**PROMPT:** Each record that follows is to be transcribed exactly, excluding its images.

Data items
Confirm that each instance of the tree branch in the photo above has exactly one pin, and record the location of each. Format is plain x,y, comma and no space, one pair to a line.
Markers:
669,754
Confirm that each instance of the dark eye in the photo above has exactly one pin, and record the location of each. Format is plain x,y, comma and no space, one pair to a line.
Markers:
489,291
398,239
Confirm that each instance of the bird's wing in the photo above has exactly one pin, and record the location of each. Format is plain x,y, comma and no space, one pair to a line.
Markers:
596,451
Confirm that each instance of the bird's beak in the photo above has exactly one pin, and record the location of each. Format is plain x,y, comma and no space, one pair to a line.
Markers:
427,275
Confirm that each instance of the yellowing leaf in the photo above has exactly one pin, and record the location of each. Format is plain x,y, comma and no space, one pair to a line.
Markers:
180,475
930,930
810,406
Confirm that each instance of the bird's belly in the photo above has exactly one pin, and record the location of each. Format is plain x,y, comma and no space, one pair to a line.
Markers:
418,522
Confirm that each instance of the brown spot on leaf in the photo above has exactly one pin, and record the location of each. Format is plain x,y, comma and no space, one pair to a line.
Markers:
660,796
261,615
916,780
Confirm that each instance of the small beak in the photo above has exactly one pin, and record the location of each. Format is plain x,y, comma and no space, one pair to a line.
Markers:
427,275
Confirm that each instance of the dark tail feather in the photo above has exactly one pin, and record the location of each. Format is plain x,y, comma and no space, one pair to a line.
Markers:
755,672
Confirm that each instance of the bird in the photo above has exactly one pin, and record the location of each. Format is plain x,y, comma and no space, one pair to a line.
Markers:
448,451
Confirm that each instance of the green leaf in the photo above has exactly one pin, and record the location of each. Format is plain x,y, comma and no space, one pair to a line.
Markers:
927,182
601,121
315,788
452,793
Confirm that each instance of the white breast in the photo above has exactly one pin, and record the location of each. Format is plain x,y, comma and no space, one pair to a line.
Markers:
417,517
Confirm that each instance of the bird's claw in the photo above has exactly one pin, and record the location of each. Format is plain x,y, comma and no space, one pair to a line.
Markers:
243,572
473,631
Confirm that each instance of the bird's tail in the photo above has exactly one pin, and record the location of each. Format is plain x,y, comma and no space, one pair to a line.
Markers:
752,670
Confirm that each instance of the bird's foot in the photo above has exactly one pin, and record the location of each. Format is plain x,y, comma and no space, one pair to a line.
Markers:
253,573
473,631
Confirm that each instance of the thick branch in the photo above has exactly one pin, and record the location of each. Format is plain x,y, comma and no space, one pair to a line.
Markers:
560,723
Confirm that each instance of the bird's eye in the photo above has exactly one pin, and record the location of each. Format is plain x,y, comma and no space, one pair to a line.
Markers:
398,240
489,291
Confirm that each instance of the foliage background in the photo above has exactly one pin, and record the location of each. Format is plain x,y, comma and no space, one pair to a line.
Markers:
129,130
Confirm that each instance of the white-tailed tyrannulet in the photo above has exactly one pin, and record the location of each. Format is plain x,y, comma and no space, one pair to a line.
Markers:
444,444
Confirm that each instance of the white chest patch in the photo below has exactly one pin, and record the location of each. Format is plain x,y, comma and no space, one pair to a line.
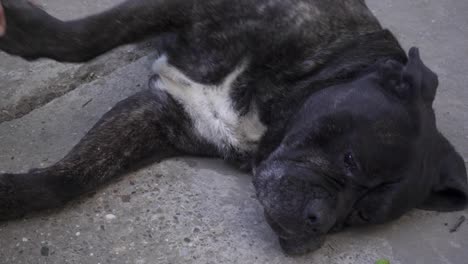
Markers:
211,108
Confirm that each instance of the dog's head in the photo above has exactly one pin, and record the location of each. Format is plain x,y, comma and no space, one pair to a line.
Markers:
364,152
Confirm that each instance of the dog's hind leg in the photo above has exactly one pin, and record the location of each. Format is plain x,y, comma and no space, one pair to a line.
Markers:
148,124
32,33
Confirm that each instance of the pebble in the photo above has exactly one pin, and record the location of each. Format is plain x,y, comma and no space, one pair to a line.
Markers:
110,217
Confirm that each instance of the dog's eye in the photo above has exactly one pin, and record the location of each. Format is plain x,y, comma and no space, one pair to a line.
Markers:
349,162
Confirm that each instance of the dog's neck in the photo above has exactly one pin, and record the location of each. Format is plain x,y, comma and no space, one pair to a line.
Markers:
343,63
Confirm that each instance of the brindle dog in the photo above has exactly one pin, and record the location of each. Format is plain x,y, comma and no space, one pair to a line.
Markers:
313,96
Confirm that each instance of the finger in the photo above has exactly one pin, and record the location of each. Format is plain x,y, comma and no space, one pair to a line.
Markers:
2,21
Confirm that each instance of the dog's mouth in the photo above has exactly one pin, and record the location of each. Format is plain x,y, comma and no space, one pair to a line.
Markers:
293,243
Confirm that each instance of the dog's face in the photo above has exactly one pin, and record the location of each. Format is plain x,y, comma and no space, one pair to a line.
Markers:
360,153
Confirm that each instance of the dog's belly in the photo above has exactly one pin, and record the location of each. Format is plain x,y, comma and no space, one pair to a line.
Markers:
211,109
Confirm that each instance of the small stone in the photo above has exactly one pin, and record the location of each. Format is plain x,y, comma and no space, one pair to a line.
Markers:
110,217
125,198
382,261
45,251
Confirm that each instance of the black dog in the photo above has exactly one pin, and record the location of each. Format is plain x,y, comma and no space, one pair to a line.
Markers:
313,96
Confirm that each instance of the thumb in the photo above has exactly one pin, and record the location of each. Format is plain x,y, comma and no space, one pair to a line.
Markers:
2,21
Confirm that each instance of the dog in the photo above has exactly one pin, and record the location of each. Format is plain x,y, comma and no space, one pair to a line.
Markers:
332,117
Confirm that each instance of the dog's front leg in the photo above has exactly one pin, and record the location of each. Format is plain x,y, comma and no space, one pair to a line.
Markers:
150,124
32,33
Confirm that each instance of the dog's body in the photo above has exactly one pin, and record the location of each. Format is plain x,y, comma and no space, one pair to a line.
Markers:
267,84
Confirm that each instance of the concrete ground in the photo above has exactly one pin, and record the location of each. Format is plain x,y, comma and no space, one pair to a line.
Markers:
190,210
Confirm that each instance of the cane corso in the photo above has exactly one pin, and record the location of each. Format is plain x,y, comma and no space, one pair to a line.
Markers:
334,120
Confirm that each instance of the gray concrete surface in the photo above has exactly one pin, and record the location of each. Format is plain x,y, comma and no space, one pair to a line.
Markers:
190,210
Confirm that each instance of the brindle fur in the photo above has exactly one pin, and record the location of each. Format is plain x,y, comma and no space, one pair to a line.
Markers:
293,50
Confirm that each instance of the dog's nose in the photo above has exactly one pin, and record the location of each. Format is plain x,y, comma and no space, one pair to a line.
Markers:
319,218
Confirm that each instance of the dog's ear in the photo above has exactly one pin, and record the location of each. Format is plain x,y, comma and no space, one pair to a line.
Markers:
411,81
419,77
450,191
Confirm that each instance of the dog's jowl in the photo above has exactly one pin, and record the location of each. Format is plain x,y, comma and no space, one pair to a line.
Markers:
320,102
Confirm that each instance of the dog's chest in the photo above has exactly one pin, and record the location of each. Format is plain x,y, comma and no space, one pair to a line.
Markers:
211,108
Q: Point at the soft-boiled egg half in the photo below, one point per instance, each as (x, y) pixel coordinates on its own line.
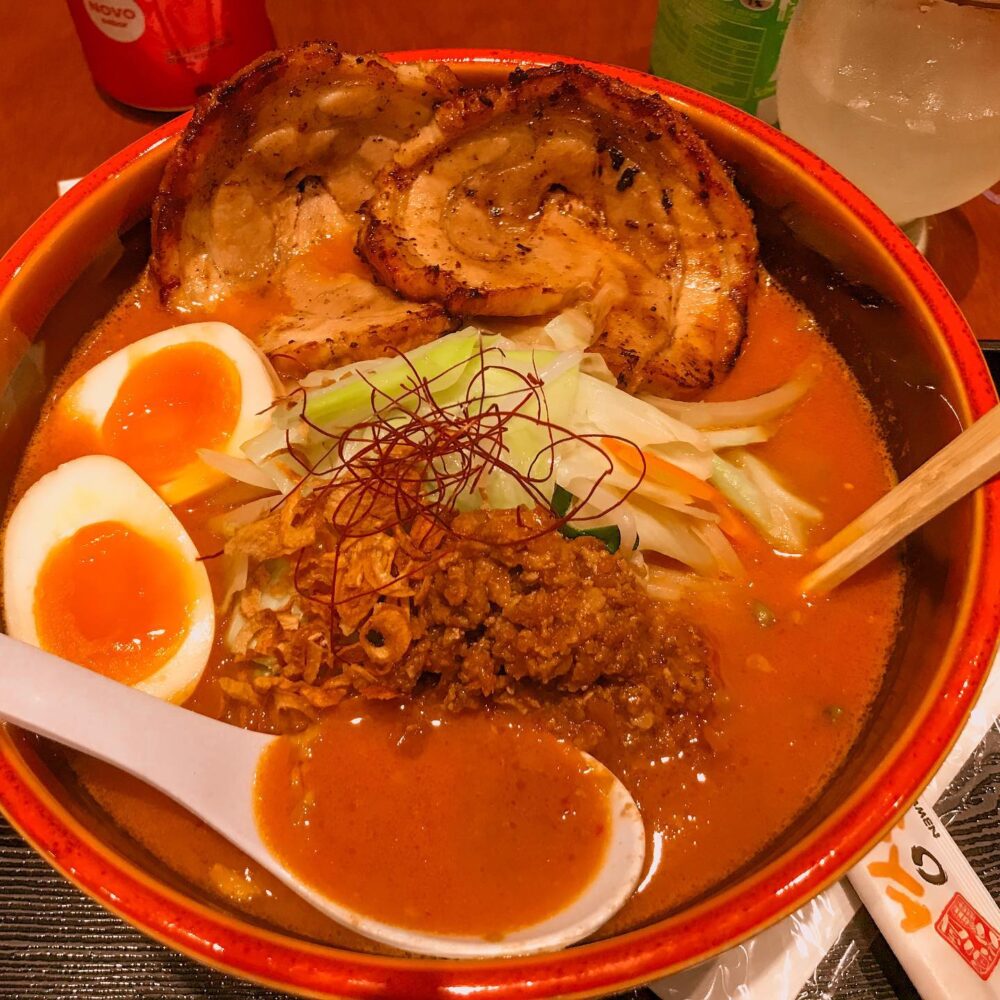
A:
(98, 570)
(156, 402)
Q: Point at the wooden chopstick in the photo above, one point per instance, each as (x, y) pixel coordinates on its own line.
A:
(957, 469)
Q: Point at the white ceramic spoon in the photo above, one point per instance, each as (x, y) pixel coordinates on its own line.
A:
(209, 768)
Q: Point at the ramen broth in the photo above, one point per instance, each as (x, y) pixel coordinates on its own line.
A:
(794, 678)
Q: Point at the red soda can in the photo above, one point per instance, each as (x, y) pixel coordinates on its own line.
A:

**SOLUTION TO THE EXERCISE:**
Confirm that each instance of the tree branch in the photo above has exactly one pin, and record the location of each. Format is plain x,y, comma and no space, one pair to a line.
Markers:
669,754
Confirm that each instance of the dark eye in the photo above has exactly one pin, and record the location of each. Format is plain x,y, comma and no space, one pair to a line.
Markers:
489,291
398,239
Confirm that each instance of the bird's wing in the photo above has exactly one pin, and record the location of each. Format is plain x,y, comma and no space, one pair to a line.
Markers:
596,451
Confirm that each instance of the bird's beak in the photo above has exactly one pin, and record the location of each. Format is plain x,y, comma and no space, one pair to a line.
Markers:
427,275
Confirm that each instance of the yellowing leaf in the photo above has exactly one pin, and record the location of each. Format is plain x,y, comma and no space, one pair to a line.
Markers:
180,475
930,930
810,406
Confirm that each instance of the bird's belly in the photo above has exactly one pin, and record the location of each. Format is plain x,y, comma and no space, one pair to a line.
Markers:
418,522
Confirm that each instance of the brown spot on leaf in the photo above has exactly one pin, and record the location of each. Format is plain x,y, comma and no space, one pair to a line.
Markers:
660,796
261,615
916,780
Confirm that each instance of the small beak in the photo above has exactly one pin, and record the location of each. Format is plain x,y, comma and no space, one pair to a line.
Markers:
427,275
Confirm that each instance of the dark tail feather in the photo above has exactly one pin, and record the location of each. Format is plain x,y, comma and no space, one pair to a line.
Markers:
755,672
Confirm that each instance of the bird in the photo above has exactly one pin, and record the location of each. Format is plain x,y, comma and no space, one pair to a line.
Markers:
448,451
Confirm that each instance of the green leaf in the photo above has exactly one pin, and record the location of each. Format is plain x,y, comma and no space, one pair to a line.
Markers:
927,182
601,121
315,788
452,793
Confirm that each instance of the white breast in the photo above has exactly one pin, and record the location of each. Format is plain x,y, comma and no space, one pair to a line.
Markers:
417,517
Confirm that each instance of the bird's claw in the photo above has exactly one pin, and record the location of each. Format is plain x,y, comma and no space, one pair to a line.
Markers:
243,572
473,631
Confirm that each instance of the bird's tail in the photo above has exactly one pin, and record the location of each. Format is plain x,y, comma and no space, one pair to a line.
Markers:
752,670
Confirm that each instance of the bird's foot in the photo above has exactly one pin, and record the location of each. Format is plain x,y, comma and no space, one pair to a line.
Markers:
253,573
473,631
Confirm that each instance of the thick branch in the photo above has exactly one pin, and record the location of each. Format is plain x,y, comma and no space, one pair to a line.
Markers:
560,723
Confirm that each instance of the bird's eye in the photo above has exactly one pin, and record the location of each. Format is plain x,y, comma and no space, one pair to a line.
Markers:
398,240
489,291
Confirm that each instance of the foliage background in the photo above has exactly one pin, and record the location of each. Format is plain x,y, comma and no space, one pair to a line.
Markers:
129,130
Confirm that each instance of the white-tailed tyrannulet in the photo above has exactly one pin, and record the location of each. Format is plain x,y, comma and no space, one pair to a line.
Markers:
444,444
Confirm that each instance of the white chest patch in the photo below has exactly one pin, and record the location of each. Format is plain x,y, comma and no space, one pair to a line.
Markers:
211,108
Confirm that each instance of the dog's head in the photo above has exactly one pin, and record the location of each. Format is plain x,y, comma and no space, one pair to a line.
Markers:
364,152
Confirm that each instance of the dog's hind leg in the photo above has exactly one pin, and record the location of each. Format is plain x,y, comma and no space, one pair to a line.
Markers:
148,124
32,33
Confirm that each instance of the pebble in the photo above has exactly one pin, and record the location of each. Format is plain x,y, comma and no space, one pair to a line.
Markers:
110,217
Confirm that each instance of the dog's eye in the photo above has exactly one pin, and record the location of each. Format is plain x,y, comma and no space, one pair to a line.
Markers:
349,162
Confirm that each instance of the dog's neck in the photo above has exactly one pin, and record the location of each. Format is plain x,y, comma and no space, one pair to a line.
Markers:
343,63
Confirm that each instance of the brindle dog in the photo above has exactly one pin, and record the location of each. Format is plain x,y, comma and no space, one pair to a line.
Markers:
313,96
Confirm that each instance of the finger in the photo above has exactly one pin, and record the location of each. Format is plain x,y, comma and no space, one pair to a line.
Markers:
2,21
Confirm that each instance of the dog's mouth in the photo above has exactly one pin, and record the location of each. Format is plain x,y, comma and no space, one pair to a line.
Markers:
293,243
Confirm that each instance of the dog's face in the photo above has exactly one pin, and record the location of each. Format is plain x,y, comma and no space, one pair to a line.
Markers:
360,153
Confirm that each instance of the dog's belly in the photo above has exactly one pin, and record the location of each. Format is plain x,y, comma and no space, one pair to a line.
Markers:
211,109
Confirm that each instance of the small stone in the photo above has exactly one pin, and record the location of each. Format is plain x,y, comma and no space, one pair to a line.
Markers:
110,217
125,198
382,261
45,251
Confirm that each instance of the black dog in the photo above has exactly one pin, and record the location of each. Format is plain x,y, comma and no space, one pair to a line.
Markers:
313,96
Confirm that each instance of the thumb in the photo above has exactly one pin, and record the location of each. Format is plain x,y, comma and no space, one pair to a line.
Markers:
2,21
Confirm that each instance of the dog in the photo above has exactly one pin, and record the location of each. Format is plain x,y, comma and no space, one pair to a line.
Markers:
332,117
Confirm that each instance of the dog's front leg in the photo above has exactly one pin, and record the location of each. Format is plain x,y, comma and no space, one pair to a line.
Markers:
150,124
32,33
Confirm that each instance of the dog's body in the photo above has exactly one pin, and record the location of each. Format is plain x,y, comma and no space, one pair to a line.
Markers:
267,84
Confirm that each instance of the concrete ground in the photo above has exactly one pin, and record the location of each. Format is plain x,y, comma and no space, one pair to a line.
Markers:
190,210
Confirm that each instance of the cane corso in the photo above has exactly one pin, and record the location of each. Format is plain x,y, comma and no space, one pair to a line.
Markers:
334,120
Confirm that each instance of the gray concrete surface in the photo above has exactly one pin, and record the location of each. Format is plain x,y, comma and no space, one pair to a line.
Markers:
190,210
Confirm that each instance of the brindle fur in the photo above has exactly one pin, and record the location of each. Format is plain x,y, comma and no space, one pair to a line.
Markers:
293,50
Confirm that each instance of the dog's nose in the photo above has exactly one pin, and record the location of each. Format is plain x,y, comma and no space, one pair to a line.
Markers:
319,218
Confirm that each instance of the dog's ear in the photo above has exactly one pin, and record the location of each. Format is plain x,y, comma and no space, one pair to a line.
Markers:
411,81
419,77
450,191
Confirm that each instance of the dog's jowl in the photo above has exactly one pin, and record the location of each. Format is plain x,y, comma and no space, one pair to a line.
Markers:
320,102
Confirm that each instance of the dog's chest in the photo above has exactly one pin, and record the location of each. Format is plain x,y, comma and no space, one pair to a line.
Markers:
211,108
Q: Point at the soft-boiled egg half in the photo below, one point per instance, each as (x, y) pixel coordinates on its own line.
A:
(98, 570)
(156, 402)
Q: Point at the wooden chopstick in the photo above, one point per instance, each as (x, y) pixel coordinates on its own line.
A:
(957, 469)
Q: Point at the white ceramic spoon in the photo above, one point per instance, each as (x, y) pixel coordinates on its own line.
A:
(209, 768)
Q: Point at the ramen broth in the photo above, one point per instance, each as (x, y) pixel coordinates on its own line.
A:
(794, 678)
Q: Point at the red soda can in the photo above, one point per instance, each as (x, y) pixel coordinates on its own line.
A:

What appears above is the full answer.